-- Begin DATA ROWS --
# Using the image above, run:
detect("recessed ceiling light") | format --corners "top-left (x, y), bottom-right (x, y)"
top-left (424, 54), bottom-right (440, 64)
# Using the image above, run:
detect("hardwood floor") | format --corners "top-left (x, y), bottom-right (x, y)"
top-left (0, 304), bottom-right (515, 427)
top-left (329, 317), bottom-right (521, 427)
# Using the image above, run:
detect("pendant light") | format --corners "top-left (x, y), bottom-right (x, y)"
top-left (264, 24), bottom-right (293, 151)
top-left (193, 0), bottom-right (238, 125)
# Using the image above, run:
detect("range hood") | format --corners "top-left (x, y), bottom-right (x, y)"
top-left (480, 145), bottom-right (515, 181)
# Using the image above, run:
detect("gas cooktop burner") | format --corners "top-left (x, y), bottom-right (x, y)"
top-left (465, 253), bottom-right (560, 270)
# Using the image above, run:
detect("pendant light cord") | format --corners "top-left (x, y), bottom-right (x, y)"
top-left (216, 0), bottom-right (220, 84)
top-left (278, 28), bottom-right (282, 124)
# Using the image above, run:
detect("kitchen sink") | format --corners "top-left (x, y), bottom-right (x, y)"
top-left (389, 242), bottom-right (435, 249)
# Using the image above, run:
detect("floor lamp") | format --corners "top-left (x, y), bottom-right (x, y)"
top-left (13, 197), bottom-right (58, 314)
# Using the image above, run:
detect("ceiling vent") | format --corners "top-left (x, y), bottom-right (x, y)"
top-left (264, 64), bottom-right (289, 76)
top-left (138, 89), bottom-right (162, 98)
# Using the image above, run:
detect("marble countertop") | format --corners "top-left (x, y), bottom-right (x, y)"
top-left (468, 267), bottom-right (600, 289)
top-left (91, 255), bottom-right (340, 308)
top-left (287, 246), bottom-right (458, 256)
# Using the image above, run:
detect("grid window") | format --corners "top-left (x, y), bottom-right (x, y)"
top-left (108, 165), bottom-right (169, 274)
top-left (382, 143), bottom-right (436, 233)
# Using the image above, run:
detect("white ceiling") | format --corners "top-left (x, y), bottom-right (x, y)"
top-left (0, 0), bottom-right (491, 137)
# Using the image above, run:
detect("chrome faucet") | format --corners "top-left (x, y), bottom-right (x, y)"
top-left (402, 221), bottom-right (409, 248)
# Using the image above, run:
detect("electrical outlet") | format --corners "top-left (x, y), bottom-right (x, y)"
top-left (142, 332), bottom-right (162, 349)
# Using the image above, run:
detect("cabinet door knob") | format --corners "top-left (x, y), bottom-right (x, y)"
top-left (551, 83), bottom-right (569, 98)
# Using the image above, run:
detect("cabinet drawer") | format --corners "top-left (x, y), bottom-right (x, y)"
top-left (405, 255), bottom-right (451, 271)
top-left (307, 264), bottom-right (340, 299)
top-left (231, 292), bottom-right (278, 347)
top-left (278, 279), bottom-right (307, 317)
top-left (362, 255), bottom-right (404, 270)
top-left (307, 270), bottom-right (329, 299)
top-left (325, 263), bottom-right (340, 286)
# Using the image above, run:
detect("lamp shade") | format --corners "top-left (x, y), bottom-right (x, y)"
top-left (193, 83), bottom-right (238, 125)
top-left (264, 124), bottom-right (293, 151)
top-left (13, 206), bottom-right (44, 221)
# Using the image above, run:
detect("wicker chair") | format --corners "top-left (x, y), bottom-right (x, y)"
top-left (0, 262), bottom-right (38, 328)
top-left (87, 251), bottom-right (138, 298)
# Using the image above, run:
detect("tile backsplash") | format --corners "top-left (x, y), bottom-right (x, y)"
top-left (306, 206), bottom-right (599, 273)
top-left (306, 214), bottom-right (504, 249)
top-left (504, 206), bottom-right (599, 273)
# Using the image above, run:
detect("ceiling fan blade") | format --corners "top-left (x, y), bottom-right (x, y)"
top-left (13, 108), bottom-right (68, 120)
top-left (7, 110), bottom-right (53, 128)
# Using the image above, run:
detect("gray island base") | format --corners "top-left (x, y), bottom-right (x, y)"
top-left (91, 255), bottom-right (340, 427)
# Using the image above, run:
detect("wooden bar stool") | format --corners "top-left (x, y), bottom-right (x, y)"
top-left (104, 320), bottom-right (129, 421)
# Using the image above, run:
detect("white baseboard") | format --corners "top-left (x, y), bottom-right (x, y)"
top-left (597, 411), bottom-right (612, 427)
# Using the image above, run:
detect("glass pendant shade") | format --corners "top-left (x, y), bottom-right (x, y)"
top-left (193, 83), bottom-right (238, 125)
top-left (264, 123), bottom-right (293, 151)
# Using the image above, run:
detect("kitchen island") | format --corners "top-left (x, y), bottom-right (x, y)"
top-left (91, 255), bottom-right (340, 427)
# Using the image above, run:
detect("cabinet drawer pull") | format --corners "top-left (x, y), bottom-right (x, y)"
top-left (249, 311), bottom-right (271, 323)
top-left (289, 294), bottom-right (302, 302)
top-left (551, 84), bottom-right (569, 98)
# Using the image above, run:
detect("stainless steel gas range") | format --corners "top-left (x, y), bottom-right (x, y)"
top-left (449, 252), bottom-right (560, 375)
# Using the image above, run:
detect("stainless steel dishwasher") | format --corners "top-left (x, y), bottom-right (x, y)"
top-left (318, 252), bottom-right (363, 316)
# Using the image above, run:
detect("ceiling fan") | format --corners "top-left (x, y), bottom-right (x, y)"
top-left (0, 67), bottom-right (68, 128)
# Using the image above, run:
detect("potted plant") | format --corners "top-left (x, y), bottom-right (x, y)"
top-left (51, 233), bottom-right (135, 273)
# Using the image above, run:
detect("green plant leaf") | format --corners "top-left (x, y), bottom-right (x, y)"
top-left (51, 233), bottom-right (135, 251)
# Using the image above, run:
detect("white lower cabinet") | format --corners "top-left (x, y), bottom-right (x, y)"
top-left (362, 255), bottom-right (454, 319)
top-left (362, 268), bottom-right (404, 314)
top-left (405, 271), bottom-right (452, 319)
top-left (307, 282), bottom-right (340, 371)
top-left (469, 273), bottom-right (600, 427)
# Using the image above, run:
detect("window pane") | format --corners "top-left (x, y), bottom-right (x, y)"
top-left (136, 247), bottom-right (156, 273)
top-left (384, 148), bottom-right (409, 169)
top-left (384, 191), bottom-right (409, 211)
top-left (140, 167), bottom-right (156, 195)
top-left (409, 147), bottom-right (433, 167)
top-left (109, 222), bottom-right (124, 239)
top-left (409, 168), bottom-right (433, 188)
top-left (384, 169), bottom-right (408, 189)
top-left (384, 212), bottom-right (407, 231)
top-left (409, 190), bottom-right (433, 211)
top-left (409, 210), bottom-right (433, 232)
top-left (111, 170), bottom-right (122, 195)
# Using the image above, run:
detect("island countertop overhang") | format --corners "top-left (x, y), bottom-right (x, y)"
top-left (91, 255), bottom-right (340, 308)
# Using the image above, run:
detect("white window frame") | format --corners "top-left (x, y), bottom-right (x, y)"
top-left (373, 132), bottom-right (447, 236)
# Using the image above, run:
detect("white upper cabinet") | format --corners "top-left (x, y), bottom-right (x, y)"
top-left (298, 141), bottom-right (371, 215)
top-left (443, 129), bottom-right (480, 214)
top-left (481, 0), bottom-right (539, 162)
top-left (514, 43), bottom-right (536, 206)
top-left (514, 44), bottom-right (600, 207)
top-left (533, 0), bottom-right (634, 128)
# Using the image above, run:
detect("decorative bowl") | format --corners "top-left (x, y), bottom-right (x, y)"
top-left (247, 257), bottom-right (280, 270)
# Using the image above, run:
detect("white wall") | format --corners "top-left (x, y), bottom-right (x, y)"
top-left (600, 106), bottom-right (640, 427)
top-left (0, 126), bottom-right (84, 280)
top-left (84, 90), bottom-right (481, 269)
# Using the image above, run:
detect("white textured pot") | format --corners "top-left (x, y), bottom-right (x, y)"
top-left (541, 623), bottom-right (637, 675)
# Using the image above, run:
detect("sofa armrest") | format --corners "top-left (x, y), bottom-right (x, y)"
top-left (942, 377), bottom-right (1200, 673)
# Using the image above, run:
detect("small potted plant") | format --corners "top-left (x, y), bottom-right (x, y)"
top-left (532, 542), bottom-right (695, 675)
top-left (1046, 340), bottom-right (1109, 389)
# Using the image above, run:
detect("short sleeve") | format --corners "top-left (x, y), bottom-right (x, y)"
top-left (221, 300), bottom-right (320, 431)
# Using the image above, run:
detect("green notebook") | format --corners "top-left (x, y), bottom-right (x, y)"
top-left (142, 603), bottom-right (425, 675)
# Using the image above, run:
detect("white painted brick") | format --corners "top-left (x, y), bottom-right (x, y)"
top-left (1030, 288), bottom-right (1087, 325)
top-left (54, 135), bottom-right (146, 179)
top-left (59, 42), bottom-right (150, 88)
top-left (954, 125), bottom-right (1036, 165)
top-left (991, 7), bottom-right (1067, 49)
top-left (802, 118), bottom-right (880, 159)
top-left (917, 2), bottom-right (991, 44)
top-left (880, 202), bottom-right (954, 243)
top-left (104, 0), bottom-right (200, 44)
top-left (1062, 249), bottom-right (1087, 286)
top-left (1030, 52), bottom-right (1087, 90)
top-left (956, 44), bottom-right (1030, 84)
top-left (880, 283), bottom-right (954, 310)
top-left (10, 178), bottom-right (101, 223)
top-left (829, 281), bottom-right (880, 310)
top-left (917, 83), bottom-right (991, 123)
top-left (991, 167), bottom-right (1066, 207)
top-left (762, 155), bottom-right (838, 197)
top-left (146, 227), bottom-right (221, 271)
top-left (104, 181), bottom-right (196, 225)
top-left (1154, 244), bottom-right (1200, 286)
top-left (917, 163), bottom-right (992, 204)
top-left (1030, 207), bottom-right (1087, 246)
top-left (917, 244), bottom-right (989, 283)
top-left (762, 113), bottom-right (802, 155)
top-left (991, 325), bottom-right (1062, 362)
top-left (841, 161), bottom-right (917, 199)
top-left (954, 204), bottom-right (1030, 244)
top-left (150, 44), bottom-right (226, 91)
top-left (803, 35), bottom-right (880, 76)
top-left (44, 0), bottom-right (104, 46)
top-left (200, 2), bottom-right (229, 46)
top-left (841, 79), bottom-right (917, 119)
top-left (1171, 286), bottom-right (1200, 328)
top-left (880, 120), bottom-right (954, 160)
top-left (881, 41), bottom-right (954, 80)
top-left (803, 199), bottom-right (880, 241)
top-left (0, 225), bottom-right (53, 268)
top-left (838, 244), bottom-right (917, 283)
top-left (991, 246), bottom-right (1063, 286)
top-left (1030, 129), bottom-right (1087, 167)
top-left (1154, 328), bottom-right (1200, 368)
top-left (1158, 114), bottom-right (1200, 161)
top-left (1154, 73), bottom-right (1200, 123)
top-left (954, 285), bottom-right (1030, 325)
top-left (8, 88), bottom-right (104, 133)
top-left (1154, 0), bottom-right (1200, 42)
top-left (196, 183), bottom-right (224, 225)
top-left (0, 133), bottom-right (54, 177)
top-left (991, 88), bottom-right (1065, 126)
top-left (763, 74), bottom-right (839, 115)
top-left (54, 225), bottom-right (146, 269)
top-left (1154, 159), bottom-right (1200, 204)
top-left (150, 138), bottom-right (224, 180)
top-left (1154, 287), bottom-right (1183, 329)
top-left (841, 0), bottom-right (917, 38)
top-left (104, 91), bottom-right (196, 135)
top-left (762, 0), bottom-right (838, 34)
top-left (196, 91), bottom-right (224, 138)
-- End DATA ROWS --
TASK DIRECTIONS. Write out the stretch from the start of the items through the line containing "top-left (424, 54), bottom-right (440, 64)" as a numbered list, leaving out any blank lines.

COMPLETED EXERCISE.
1. # Using the image above, run:
2. detect("recessed ceiling light") | format --corners "top-left (x, y), bottom-right (x, y)"
3. top-left (424, 54), bottom-right (440, 64)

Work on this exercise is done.